• **Exercises to complete**:
1 - Answer these from the canonical tag thread:
(a) Which tool can be used to spot the exploit, according to the thread?
(b) What two domains does the site with identical pages have?
(c) What two steps finally stopped Google from indexing both domains?
2 - Please quote the part of the canonical tag thread that opens with the words containing "One other question: Can" and closes with "in their browsers?".
3 - Decide whether each statement agrees with the canonical tag thread. Answer yes or no, and quote the words that settle it.
(a) The poster who can think of ways to hide a bad canonical tag from site owners describes those ways.
(b) Google indexed a staging/dev version of the site.
(c) The canonical tag on the .com pages stopped Google from indexing them.

• **Provided text**:
---+---
I was worried that would happen when google announced they would work cross-site.
Does a canonical tag have to be in the <head> section of the page to be effective?
If not, any site with a cross site scripting vulnerability that allows html code to be posted somehow is open to canonical tag pagerank siphoning.
One other question: Can hijacked canonical tags be cloaked? Meaning, can they be shown only to googlebot instead of to site owner's looking at the source code in their browsers?
There are a few ways I can think of to show the bad canonical tag to Google and make the site owner not realize the canonical tag is hacked. Since I'm not looking to train people in this I'll keep those specifics to myself.
Oh, it's being exploited now? Really? LOL
Sorry, but imo it doesn't take a rocket scientist to figure out it's not going to be exploited much until you make it exploitable ... All it takes is a bit of common sense ... Unfortunately, they employ a bunch of rocket scientists!
Would someone be able to spot the exploit using something like fetch as googlebot?
And would straight html pages be vulnerable to this exploit? Or would it only be for server side scripting pages like PHP and ASP, etc?
You can spot it using "Fetch as googlebot" - but only if you think to look for it. Most people, even those who are pretty savvy about defending against hacks, will probably be looking in the <body> tag for parasite nonsense, not within the <head>.
[edited by: tedster at 2:27 pm (utc) on May 14, 2011]
tags can be placed anywhere, most browsers will pick up a "title" tag in the footer for example. It may not be correct but browsers try to be lenient. Look at the source code, everywhere.
I don't think this would be a very effective tool for hackers.
I'm working on a site that has a .com and .co.uk domain. They are identical sites, so every page has a canonical tag on it- telling Google that the .co.uk is the preferred domain.
Made ZERO difference, and Google continued to index, revisit and reindex the .com pages.
Only since we put a noindex on every .com page and had the site successfully 'removed' via WMT has Google stopped indexing both domains.
Google was even indexing and showing a staging/dev version of the site in its results. A site with absolutely zero links, and again with the canonical tag telling google to index the www. domain. The only way it could have found this site was via the toolbar reporting back on visits to the URLs. (we've sinced done the same with this in WMT to remove it from Google's index).
Not really impressed with Google's adherence to a tag that it conceived and implemented.
There must be a monetization method or ROI for all this 'work' (or why bother with the hack) would you mind saying how the spammy site was monetized goodroi? Did they make money through sign-ups, email harvesting, affiliate links or adsense etc.
---+---
• **Data extract**:
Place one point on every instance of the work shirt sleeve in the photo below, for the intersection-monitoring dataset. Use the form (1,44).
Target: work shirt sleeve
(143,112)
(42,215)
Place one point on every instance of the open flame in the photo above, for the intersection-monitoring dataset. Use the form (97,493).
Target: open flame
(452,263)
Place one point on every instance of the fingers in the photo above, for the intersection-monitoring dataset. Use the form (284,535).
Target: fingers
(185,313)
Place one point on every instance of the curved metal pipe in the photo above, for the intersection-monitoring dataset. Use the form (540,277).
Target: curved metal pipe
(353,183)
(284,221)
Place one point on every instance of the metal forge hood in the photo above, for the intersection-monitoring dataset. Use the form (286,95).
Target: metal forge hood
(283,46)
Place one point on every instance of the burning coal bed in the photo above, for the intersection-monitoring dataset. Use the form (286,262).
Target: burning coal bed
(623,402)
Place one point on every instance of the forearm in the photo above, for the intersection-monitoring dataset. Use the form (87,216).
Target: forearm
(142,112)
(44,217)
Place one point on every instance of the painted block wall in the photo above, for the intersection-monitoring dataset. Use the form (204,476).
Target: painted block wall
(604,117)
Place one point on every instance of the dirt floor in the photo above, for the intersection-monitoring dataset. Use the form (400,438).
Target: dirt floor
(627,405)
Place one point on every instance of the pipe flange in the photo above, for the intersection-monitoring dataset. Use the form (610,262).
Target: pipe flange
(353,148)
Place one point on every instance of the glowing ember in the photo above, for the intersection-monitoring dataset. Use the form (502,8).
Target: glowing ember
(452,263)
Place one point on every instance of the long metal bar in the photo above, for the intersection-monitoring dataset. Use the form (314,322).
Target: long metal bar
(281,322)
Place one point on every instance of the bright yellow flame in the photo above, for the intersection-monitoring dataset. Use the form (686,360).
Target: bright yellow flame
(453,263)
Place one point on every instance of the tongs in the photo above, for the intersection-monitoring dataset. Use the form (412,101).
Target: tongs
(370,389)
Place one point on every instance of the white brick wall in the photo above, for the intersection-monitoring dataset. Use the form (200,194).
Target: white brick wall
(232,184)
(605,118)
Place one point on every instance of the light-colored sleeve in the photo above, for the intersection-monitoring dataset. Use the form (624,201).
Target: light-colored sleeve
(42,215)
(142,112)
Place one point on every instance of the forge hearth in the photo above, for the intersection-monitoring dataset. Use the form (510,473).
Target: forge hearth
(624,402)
---+---
• **Answers below**:
1 -
(a) "Fetch as googlebot"
(b) A .com domain and a .co.uk domain
(c) Putting a noindex on every .com page and having the site removed via WMT

2 -
One other question: Can hijacked canonical tags be cloaked? Meaning, can they be shown only to googlebot instead of to site owner's looking at the source code in their browsers?

3 -
(a) No: "Since I'm not looking to train people in this I'll keep those specifics to myself."
(b) Yes: "Google was even indexing and showing a staging/dev version of the site in its results."
(c) No: "Made ZERO difference, and Google continued to index, revisit and reindex the .com pages."